- _Stored items_
┄┄┄┄┄┄┄┄┄┄┄┄┄┄┄┄┄┄┄┄

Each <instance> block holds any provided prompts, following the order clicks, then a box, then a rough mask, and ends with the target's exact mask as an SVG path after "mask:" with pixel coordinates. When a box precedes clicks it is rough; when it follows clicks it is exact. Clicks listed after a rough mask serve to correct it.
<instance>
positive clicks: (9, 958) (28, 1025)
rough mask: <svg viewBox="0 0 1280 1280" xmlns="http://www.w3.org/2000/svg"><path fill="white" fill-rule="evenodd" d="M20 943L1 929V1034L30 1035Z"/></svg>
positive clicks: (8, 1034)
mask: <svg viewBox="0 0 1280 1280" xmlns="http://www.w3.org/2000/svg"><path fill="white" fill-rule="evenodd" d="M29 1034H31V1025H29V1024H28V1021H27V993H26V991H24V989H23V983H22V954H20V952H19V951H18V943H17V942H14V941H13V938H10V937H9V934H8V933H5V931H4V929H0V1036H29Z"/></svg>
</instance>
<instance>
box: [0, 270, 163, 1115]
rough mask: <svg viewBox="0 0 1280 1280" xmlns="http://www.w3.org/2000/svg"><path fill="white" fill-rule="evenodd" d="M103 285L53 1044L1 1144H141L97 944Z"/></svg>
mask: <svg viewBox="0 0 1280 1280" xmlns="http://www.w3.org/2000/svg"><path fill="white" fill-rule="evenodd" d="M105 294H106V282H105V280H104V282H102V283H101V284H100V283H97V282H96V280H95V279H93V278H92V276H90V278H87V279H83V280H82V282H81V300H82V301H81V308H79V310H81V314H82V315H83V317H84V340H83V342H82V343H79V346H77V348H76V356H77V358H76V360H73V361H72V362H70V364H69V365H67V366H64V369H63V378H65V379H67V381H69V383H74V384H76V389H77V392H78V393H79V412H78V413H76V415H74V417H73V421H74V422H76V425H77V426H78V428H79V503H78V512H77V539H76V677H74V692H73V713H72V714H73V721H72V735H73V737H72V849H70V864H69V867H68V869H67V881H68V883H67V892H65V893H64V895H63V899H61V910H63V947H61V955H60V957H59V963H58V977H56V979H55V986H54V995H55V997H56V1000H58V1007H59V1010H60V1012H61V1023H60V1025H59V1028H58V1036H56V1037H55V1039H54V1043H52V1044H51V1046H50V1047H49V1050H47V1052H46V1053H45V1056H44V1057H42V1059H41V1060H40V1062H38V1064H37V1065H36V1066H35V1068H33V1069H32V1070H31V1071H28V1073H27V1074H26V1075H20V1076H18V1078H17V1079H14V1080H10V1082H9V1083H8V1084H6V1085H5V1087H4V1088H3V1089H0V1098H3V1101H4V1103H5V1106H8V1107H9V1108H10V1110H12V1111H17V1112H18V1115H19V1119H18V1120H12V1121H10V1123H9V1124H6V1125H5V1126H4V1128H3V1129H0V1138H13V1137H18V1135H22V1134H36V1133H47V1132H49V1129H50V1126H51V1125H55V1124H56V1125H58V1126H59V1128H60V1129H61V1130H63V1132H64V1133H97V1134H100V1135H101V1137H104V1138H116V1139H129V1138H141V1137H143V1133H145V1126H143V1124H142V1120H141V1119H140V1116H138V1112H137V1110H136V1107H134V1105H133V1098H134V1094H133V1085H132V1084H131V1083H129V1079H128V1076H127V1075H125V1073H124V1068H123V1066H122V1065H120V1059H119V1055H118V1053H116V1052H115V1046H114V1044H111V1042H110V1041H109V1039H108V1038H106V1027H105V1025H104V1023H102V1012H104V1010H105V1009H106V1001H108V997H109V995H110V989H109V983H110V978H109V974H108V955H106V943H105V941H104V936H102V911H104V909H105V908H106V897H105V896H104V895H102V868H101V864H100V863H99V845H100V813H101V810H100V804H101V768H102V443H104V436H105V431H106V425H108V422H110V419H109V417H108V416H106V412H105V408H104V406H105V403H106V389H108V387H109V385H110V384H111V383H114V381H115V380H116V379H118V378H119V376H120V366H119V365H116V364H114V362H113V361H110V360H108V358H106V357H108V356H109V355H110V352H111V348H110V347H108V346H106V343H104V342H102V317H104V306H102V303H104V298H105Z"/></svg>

┄┄┄┄┄┄┄┄┄┄┄┄┄┄┄┄┄┄┄┄

- _Task statement_
Above are the records; report each line in them that includes the word "instance".

- _Reply_
Each <instance> block holds any provided prompts, following the order clicks, then a box, then a rough mask, and ends with the target's exact mask as an SVG path after "mask:" with pixel coordinates. When a box precedes clicks it is rough; when it follows clicks it is exact. Clicks listed after a rough mask serve to correct it.
<instance>
</instance>
<instance>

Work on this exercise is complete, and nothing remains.